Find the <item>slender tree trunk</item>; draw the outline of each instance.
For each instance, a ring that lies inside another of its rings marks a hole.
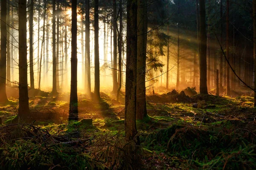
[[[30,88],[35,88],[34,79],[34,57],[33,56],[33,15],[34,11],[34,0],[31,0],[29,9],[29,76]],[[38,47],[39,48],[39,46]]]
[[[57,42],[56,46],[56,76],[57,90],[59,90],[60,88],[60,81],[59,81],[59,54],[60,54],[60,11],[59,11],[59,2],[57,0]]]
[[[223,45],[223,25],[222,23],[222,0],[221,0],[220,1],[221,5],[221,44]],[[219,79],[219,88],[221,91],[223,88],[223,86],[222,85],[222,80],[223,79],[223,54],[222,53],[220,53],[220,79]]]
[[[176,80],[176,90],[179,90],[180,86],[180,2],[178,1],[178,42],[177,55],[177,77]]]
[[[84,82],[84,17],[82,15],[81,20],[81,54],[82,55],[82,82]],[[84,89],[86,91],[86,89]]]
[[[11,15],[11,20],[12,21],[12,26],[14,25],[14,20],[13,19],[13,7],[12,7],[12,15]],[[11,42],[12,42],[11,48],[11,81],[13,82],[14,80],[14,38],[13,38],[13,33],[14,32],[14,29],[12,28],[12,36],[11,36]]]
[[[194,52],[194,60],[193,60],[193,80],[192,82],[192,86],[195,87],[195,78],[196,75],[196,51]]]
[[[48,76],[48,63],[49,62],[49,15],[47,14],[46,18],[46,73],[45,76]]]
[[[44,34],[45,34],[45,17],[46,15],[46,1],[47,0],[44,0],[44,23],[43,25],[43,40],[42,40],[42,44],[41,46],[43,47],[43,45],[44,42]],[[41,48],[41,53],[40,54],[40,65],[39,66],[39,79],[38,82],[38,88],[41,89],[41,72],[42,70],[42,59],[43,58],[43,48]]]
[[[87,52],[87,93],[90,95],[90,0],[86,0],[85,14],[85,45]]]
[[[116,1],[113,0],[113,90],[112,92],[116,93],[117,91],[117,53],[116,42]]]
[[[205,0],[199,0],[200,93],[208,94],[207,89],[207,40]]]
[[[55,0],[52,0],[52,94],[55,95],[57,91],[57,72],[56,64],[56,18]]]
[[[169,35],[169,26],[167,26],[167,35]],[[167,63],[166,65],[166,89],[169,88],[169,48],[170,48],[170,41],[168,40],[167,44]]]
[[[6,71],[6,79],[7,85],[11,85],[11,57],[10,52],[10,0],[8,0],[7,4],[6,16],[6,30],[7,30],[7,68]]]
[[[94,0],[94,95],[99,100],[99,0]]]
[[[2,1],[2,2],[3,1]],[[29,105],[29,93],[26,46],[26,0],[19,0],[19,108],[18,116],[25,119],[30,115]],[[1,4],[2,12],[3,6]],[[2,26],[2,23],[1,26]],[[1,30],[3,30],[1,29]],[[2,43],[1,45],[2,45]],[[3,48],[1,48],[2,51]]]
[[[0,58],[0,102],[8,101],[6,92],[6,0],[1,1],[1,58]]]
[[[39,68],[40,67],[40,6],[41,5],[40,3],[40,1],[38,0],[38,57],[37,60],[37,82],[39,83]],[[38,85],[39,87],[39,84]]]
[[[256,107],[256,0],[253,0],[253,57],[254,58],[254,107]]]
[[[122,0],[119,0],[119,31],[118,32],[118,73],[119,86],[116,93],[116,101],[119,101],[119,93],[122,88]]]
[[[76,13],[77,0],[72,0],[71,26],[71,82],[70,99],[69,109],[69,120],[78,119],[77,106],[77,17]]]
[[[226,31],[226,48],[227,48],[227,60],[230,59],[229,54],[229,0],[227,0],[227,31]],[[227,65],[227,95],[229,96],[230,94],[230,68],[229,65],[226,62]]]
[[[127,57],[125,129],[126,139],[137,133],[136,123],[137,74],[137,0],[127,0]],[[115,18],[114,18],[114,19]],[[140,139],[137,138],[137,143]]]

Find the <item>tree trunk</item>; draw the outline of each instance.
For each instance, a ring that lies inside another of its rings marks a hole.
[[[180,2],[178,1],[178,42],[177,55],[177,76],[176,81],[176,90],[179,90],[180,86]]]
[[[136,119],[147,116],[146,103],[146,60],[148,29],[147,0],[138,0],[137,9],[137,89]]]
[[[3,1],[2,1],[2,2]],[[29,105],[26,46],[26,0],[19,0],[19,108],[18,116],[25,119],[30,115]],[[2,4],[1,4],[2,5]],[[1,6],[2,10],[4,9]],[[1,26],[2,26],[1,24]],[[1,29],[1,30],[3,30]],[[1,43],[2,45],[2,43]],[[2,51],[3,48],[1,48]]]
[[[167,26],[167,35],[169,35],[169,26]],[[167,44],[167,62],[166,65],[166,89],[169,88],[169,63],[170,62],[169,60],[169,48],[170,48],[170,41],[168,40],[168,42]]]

------------------------

Copy all of the records above word for word, leaving out the pictures.

Find the <item>slender tree trunk</item>; draw the outline of each instance.
For each instance, a ring that lies inside another of its rings marks a hole.
[[[30,88],[35,88],[34,79],[34,57],[33,56],[33,15],[34,11],[34,0],[31,0],[29,9],[29,76]],[[38,47],[39,48],[39,46]]]
[[[57,42],[56,46],[56,76],[57,90],[59,90],[60,88],[60,81],[59,81],[59,54],[60,54],[60,11],[59,11],[59,2],[57,0]]]
[[[223,45],[223,25],[222,23],[222,0],[221,0],[220,1],[221,5],[221,44]],[[219,79],[219,88],[221,91],[223,88],[223,86],[222,85],[222,80],[223,79],[223,54],[222,53],[220,53],[220,79]]]
[[[176,80],[176,90],[179,90],[180,86],[180,2],[178,1],[178,42],[177,55],[177,77]]]
[[[84,82],[84,17],[82,15],[81,20],[81,54],[82,55],[82,82]],[[84,89],[86,91],[86,89]]]
[[[11,15],[11,20],[12,21],[12,26],[14,25],[14,20],[13,19],[13,7],[12,7],[12,15]],[[11,42],[12,42],[11,48],[11,81],[13,82],[14,80],[14,38],[13,38],[13,33],[14,32],[14,29],[12,28],[12,36],[11,36]]]
[[[194,52],[194,60],[193,60],[193,80],[192,82],[192,86],[195,87],[195,78],[196,75],[196,51]]]
[[[48,76],[48,63],[49,62],[49,15],[47,14],[46,18],[46,73],[45,76]]]
[[[44,34],[45,34],[45,17],[46,15],[46,1],[47,0],[44,0],[44,23],[43,25],[43,40],[42,40],[42,44],[41,46],[43,47],[43,45],[44,42]],[[41,48],[41,53],[40,54],[40,65],[39,66],[39,79],[38,82],[38,88],[41,89],[41,72],[42,70],[42,59],[43,58],[43,48]]]
[[[87,52],[87,93],[90,95],[90,0],[86,0],[85,14],[85,45]]]
[[[116,1],[113,0],[113,90],[112,92],[116,93],[117,91],[117,53],[116,42]]]
[[[205,0],[199,0],[200,93],[208,94],[207,89],[207,40]]]
[[[55,0],[52,0],[52,94],[55,95],[57,91],[57,72],[56,64],[56,18]]]
[[[169,35],[169,26],[167,26],[167,35]],[[167,63],[166,65],[166,89],[169,88],[169,48],[170,48],[170,41],[168,40],[167,44]]]
[[[6,71],[6,79],[7,85],[11,85],[11,57],[10,52],[10,0],[8,0],[7,4],[6,16],[6,30],[7,30],[7,68]]]
[[[94,0],[94,95],[99,100],[99,0]]]
[[[2,1],[2,2],[3,1]],[[29,105],[29,93],[26,46],[26,0],[19,0],[19,108],[18,116],[25,119],[30,115]],[[1,4],[2,12],[3,6]],[[2,26],[2,23],[1,26]],[[1,30],[3,30],[1,29]],[[2,43],[1,45],[2,45]],[[3,48],[1,48],[2,51]]]
[[[0,58],[0,102],[8,101],[6,92],[6,0],[1,1],[1,58]]]
[[[39,68],[40,67],[40,6],[41,5],[40,3],[40,1],[38,0],[38,57],[37,60],[37,82],[39,83]],[[38,85],[39,87],[39,84]]]
[[[256,107],[256,0],[253,0],[253,57],[254,58],[254,107]]]
[[[122,0],[119,0],[119,31],[118,32],[118,73],[119,86],[116,93],[116,101],[119,101],[119,93],[122,88]]]
[[[76,13],[77,0],[72,0],[71,26],[71,82],[70,99],[69,109],[69,120],[78,119],[77,106],[77,17]]]
[[[226,31],[226,48],[227,48],[227,60],[230,59],[229,54],[229,0],[227,0],[227,31]],[[227,65],[227,95],[229,96],[230,94],[230,68],[229,65],[226,62]]]
[[[127,57],[125,129],[126,139],[137,133],[136,123],[137,74],[137,0],[127,0]],[[115,18],[114,18],[114,19]],[[140,139],[137,138],[137,143]]]

Find the <item>tree trunk</item>; draw the outline of each instance.
For each instance, a ring that lies inside another of its rings marks a hole.
[[[180,2],[178,1],[178,42],[177,55],[177,76],[176,81],[176,90],[179,90],[180,86]]]
[[[136,119],[147,116],[146,103],[146,60],[148,29],[147,0],[138,0],[137,9],[137,89]]]
[[[3,1],[2,1],[2,2]],[[29,105],[26,46],[26,0],[19,0],[19,108],[18,116],[25,119],[30,115]],[[2,4],[1,4],[2,5]],[[1,6],[2,10],[4,9]],[[1,26],[2,26],[1,24]],[[1,29],[1,30],[3,30]],[[1,43],[2,45],[2,43]],[[2,51],[3,48],[1,48]]]
[[[167,26],[167,35],[169,35],[169,26]],[[167,44],[167,62],[166,65],[166,89],[169,88],[169,63],[170,62],[169,60],[169,48],[170,48],[170,41],[168,40],[168,42]]]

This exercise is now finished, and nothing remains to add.